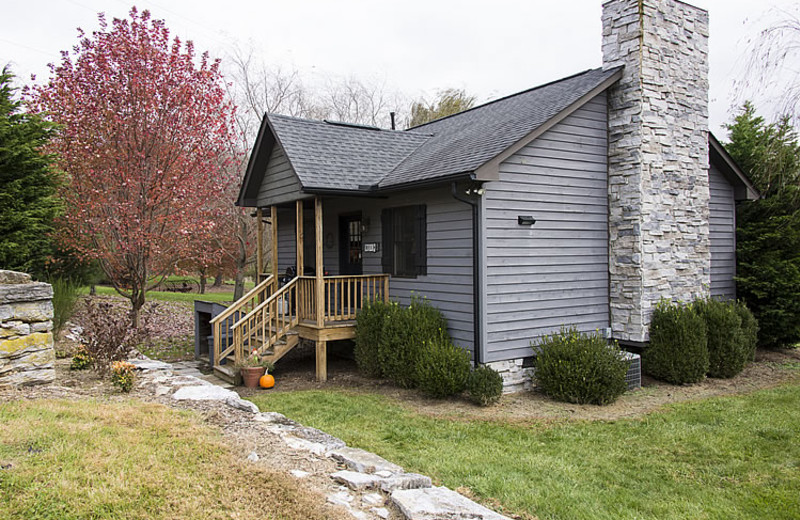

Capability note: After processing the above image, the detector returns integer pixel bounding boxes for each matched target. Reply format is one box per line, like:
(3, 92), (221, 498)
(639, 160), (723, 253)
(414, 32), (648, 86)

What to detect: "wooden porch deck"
(211, 197), (389, 381)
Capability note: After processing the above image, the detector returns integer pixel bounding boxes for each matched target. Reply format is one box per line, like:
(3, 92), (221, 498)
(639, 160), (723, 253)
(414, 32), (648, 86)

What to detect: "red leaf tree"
(31, 8), (235, 325)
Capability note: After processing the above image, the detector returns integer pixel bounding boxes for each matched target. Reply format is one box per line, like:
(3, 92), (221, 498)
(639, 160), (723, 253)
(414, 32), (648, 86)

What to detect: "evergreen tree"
(0, 66), (60, 277)
(726, 103), (800, 348)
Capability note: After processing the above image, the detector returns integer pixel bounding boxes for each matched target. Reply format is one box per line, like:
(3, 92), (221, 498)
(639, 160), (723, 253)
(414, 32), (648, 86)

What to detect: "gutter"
(450, 181), (483, 366)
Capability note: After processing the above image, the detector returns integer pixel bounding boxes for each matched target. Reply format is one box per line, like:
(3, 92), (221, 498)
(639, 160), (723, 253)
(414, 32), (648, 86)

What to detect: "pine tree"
(0, 66), (60, 277)
(726, 103), (800, 348)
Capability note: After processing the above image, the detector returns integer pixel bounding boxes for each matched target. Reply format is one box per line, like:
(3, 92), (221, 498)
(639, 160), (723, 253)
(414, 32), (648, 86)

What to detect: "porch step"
(214, 363), (242, 386)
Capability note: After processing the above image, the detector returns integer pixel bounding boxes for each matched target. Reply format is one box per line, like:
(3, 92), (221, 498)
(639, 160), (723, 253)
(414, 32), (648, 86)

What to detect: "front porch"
(211, 197), (389, 382)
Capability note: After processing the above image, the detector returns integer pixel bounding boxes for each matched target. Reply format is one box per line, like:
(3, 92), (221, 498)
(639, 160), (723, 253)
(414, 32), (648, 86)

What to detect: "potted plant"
(239, 350), (269, 388)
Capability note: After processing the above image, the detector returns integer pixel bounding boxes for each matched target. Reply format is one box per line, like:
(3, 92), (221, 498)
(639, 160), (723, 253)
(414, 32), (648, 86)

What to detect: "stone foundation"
(486, 359), (533, 394)
(486, 352), (642, 394)
(0, 270), (56, 387)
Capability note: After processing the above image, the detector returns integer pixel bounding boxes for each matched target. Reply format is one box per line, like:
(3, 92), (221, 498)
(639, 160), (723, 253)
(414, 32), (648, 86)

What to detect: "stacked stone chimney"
(603, 0), (711, 342)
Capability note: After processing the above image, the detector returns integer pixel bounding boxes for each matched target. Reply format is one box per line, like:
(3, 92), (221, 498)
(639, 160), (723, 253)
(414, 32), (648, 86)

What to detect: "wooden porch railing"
(298, 274), (389, 323)
(211, 276), (276, 366)
(231, 277), (298, 362)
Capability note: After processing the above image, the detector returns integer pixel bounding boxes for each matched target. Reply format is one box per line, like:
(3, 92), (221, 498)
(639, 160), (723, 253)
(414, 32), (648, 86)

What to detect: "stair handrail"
(231, 276), (299, 361)
(210, 275), (275, 366)
(211, 275), (275, 325)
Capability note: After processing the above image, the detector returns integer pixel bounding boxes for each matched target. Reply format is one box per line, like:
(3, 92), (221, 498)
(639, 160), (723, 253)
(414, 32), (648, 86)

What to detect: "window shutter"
(415, 204), (428, 275)
(381, 209), (394, 274)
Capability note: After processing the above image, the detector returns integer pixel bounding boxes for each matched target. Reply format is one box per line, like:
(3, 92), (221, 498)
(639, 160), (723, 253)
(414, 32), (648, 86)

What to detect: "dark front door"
(339, 213), (361, 274)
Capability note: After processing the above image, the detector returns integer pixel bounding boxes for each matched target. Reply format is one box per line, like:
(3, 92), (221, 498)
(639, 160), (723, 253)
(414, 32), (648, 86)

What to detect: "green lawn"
- - - -
**Task goal**. Update all of the items above so that every "What to detect" becomes "Target label" and nothing else changes. Leave the pictures out of your answer.

**Answer to this problem**.
Capability note: After processing the above image, the detector returns integer pixel bounding boxes for each matched target. Reply format is one box per line, like:
(3, 92), (221, 498)
(639, 160), (723, 253)
(414, 32), (648, 86)

Target label: "wooden porch deck"
(211, 197), (389, 381)
Capability note: After processing the above image, the detector returns integer pixel bounding boxes for each matched target. Reply format is one box per line, like:
(3, 92), (221, 498)
(639, 160), (723, 253)
(414, 32), (648, 86)

Target label: "red leaf tree"
(31, 8), (235, 325)
Capability note: After processing the above image, the detector returns integer pixel bounding boxes for each matched target. Reply format is one box per line, like:
(3, 92), (221, 498)
(639, 160), (723, 253)
(414, 32), (648, 86)

Target label: "evergreen tree"
(0, 66), (60, 277)
(726, 103), (800, 348)
Capability note: After processing the above image, the detector returns integer pixel bounding boxes for each matched target. Reply format is one box per line, like:
(3, 92), (221, 498)
(639, 160), (723, 253)
(414, 32), (648, 86)

Target label: "gutter"
(450, 181), (483, 366)
Capability note: After processing the above image, the detector returns integer pixel bounding boxes for each matched target. Reply format is one box per line, like:
(3, 92), (221, 498)
(639, 160), (723, 253)
(414, 32), (648, 86)

Target label: "pine tree"
(0, 66), (60, 277)
(726, 103), (800, 348)
Capability note: After processing the above image, the detector returns integer pixel bounding boxes for each matched target. Reply format is one box per line, like:
(3, 92), (221, 498)
(639, 160), (723, 253)
(414, 32), (648, 86)

Target label: "porch step"
(214, 363), (242, 386)
Capability note: After processing the above image, the detector returns integer pixel bounding boxes for each matched target. Reply format is one box per line, like:
(3, 92), (221, 498)
(639, 160), (723, 253)
(414, 32), (648, 86)

Target label: "front porch"
(211, 197), (389, 382)
Capability note: After processing the above image, the detector returns integer pixel bounding boxes for each matched target. Reply format is one box per line, like:
(3, 92), (221, 498)
(639, 160), (723, 253)
(414, 32), (648, 86)

Target label: "potted plant"
(239, 350), (269, 388)
Capability note: After processing the above image, the detector returns integer pixel bounding boxes for each matched target. Reply format is one box per line, like:
(3, 92), (221, 498)
(639, 160), (723, 253)
(414, 32), (648, 86)

Target label: "stone foundation"
(486, 359), (533, 394)
(486, 352), (642, 394)
(0, 270), (56, 387)
Capability note: After processing the above image, the detector returns integer pixel bounding boxes for each matched target. Reply format is one box per line, like:
(3, 92), (221, 498)
(639, 160), (723, 253)
(414, 32), (648, 86)

Target label: "stacked stone chimney"
(603, 0), (711, 342)
Capability note: After processing the above image, the detector returns integer pixel bounding boxes for each matched target. Reply format is one box per line, like:
(3, 92), (221, 498)
(639, 160), (723, 253)
(414, 32), (648, 86)

Target label: "wooden porch railing"
(298, 274), (389, 323)
(211, 276), (276, 366)
(231, 277), (298, 362)
Capability note: After processing the above image, the detector returns integer pixel bounding boxes for each matched target. Reply format is one box per line, like:
(3, 92), (221, 498)
(639, 160), (723, 253)
(414, 32), (648, 86)

Target label: "stair handrail"
(231, 276), (299, 361)
(210, 275), (275, 366)
(211, 275), (275, 325)
Capability note: After processing the above image, the detector returns integer pixel bounding boxes for each matched target. Reply format is one box per line, like:
(3, 92), (221, 498)
(639, 160), (723, 253)
(414, 32), (648, 86)

Target label: "window shutter"
(415, 204), (428, 275)
(381, 209), (394, 274)
Capability note: After processing the above image, the detector returns integer pixel bounding boxes for each matched target. Reply format is one box per line, like:
(3, 92), (221, 498)
(639, 160), (723, 253)
(414, 32), (648, 86)

Target label: "dark front door"
(339, 213), (361, 274)
Capability note: After processing the above image, the detector returns integer pixel bounding boxes for each matched target. Reply format is one box per line, like:
(3, 92), (221, 498)
(639, 160), (723, 253)
(414, 32), (648, 86)

Target label: "green lawn"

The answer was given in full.